Stored dataset items:

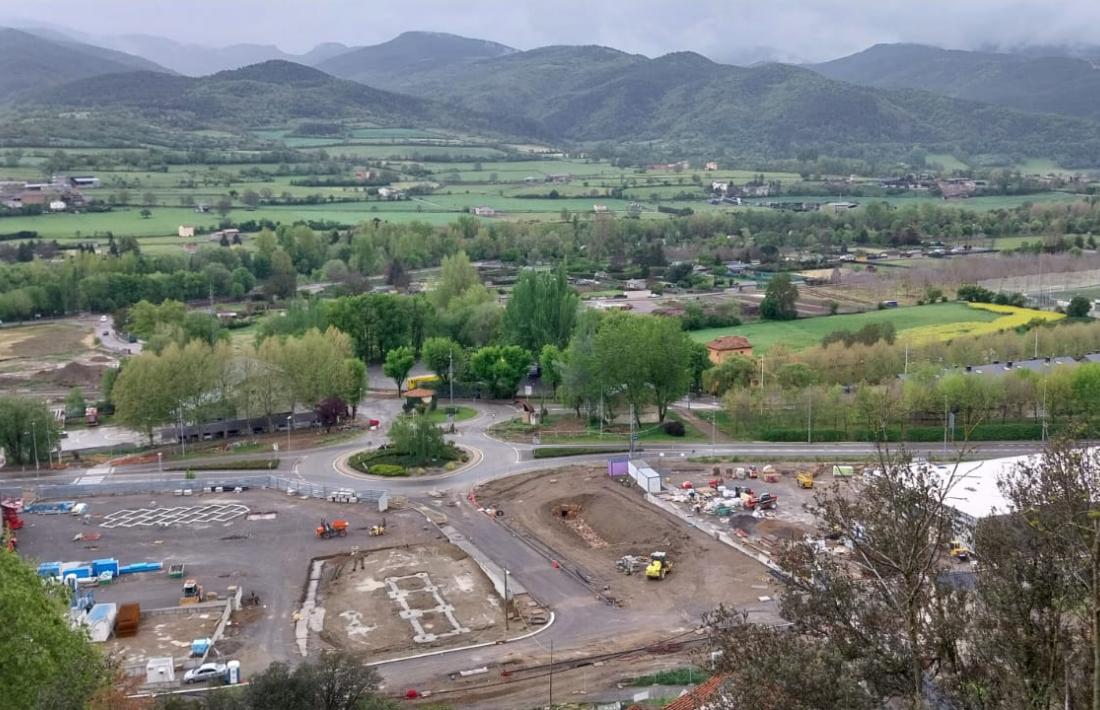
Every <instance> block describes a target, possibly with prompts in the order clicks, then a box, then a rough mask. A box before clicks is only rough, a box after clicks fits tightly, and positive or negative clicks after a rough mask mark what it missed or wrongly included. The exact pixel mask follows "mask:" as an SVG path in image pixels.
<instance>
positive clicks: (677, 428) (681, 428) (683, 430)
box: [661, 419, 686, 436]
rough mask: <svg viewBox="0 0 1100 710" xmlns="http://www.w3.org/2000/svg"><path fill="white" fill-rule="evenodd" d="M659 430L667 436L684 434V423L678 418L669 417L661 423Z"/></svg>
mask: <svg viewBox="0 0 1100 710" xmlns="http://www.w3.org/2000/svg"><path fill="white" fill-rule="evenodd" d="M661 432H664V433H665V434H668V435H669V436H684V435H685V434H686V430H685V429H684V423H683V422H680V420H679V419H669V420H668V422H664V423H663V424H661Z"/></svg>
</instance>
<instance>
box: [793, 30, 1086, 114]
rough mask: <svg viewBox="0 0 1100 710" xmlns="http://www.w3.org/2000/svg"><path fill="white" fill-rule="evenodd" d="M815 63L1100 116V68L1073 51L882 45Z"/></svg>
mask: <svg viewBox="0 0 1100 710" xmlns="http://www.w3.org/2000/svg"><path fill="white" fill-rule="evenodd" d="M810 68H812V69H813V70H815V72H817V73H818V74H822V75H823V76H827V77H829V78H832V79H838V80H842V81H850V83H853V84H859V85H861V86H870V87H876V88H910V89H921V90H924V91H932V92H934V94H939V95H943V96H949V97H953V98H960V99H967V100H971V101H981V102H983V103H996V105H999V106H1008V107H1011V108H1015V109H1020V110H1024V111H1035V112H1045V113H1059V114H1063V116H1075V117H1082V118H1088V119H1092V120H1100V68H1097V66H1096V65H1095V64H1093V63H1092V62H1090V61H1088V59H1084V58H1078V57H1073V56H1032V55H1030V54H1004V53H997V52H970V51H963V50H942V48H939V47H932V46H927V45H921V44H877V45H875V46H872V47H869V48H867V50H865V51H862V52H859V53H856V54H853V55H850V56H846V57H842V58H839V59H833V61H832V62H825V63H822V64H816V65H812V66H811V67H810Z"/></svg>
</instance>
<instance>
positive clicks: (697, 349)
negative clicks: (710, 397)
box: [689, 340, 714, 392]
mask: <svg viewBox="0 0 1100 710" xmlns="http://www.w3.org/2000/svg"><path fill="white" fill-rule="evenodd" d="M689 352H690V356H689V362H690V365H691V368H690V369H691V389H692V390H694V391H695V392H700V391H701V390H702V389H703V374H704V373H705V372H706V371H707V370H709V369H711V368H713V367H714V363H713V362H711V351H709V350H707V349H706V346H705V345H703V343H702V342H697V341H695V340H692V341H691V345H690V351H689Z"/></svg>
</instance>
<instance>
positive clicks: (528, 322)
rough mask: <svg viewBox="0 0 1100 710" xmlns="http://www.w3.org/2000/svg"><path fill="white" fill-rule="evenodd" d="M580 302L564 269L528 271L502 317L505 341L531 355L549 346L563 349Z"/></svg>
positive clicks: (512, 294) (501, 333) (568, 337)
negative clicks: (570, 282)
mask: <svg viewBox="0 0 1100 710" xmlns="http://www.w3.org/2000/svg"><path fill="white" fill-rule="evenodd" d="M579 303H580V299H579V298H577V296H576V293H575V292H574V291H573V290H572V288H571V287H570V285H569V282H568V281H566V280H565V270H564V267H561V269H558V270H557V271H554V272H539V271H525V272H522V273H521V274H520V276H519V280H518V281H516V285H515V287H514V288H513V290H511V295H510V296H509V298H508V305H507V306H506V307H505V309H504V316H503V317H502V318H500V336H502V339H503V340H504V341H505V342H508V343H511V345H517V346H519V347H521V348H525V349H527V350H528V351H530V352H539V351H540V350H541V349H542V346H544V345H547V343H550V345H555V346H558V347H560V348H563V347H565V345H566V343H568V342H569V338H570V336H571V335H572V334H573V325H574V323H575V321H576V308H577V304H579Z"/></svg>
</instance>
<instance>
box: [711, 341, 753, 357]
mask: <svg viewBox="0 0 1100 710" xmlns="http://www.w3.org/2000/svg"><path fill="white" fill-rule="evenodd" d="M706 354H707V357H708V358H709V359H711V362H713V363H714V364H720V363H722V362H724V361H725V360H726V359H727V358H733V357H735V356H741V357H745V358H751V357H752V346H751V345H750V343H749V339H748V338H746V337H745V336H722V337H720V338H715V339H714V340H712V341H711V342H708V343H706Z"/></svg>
* * *
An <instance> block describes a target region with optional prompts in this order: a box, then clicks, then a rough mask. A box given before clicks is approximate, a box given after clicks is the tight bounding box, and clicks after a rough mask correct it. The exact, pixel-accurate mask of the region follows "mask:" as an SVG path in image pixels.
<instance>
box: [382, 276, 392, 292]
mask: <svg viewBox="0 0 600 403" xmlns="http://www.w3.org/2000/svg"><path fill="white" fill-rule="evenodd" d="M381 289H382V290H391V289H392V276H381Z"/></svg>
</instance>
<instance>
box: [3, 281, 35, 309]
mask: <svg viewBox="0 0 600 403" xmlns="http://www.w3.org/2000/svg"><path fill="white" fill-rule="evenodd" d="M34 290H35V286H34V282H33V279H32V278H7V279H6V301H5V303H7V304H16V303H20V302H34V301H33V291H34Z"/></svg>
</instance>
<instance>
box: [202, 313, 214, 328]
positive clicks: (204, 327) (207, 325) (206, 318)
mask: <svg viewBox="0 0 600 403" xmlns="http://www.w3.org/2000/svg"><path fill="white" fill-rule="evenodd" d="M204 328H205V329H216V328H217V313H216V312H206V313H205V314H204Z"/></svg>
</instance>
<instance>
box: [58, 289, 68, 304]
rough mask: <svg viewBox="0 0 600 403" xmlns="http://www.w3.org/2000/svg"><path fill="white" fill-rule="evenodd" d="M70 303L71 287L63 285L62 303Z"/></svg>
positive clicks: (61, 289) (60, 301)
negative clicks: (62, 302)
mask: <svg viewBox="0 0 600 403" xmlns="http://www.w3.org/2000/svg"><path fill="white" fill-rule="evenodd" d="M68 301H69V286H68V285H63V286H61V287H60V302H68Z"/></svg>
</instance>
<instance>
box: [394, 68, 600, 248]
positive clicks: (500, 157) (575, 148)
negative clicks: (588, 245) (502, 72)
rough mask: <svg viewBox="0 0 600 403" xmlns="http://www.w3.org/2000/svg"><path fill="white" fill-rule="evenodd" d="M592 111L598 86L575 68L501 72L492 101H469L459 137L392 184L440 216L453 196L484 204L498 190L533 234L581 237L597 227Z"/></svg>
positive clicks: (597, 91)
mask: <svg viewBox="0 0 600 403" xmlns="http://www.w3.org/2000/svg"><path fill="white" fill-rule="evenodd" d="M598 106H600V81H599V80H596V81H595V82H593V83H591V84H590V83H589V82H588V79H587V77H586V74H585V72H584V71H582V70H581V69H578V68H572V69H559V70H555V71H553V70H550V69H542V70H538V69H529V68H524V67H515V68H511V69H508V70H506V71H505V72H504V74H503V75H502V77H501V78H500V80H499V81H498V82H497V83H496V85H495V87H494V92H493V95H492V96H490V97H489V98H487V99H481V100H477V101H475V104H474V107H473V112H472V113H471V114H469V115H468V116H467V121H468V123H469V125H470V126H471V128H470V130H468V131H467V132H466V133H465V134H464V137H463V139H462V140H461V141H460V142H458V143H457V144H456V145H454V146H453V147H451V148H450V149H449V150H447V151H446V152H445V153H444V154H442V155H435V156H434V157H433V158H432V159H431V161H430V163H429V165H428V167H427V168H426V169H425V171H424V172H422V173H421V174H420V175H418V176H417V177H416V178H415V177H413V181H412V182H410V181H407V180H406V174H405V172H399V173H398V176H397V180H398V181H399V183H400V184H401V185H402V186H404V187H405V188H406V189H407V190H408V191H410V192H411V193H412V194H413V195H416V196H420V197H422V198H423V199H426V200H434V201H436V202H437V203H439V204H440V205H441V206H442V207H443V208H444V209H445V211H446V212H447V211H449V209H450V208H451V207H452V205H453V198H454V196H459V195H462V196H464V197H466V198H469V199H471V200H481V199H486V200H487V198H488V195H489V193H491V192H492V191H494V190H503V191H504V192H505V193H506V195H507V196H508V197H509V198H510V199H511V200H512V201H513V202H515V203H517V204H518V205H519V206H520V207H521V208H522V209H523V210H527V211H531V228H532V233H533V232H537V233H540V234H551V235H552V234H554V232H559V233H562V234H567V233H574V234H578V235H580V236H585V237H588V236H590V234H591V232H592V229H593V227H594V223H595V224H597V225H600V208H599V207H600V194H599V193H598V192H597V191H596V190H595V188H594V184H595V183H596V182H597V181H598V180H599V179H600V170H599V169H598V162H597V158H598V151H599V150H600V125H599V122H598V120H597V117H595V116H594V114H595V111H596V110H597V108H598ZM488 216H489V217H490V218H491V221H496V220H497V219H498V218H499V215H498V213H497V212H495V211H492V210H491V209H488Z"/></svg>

## [What is required]
State how many lines of the items above contain the string "after". Reply with the number alone.

## [Task response]
2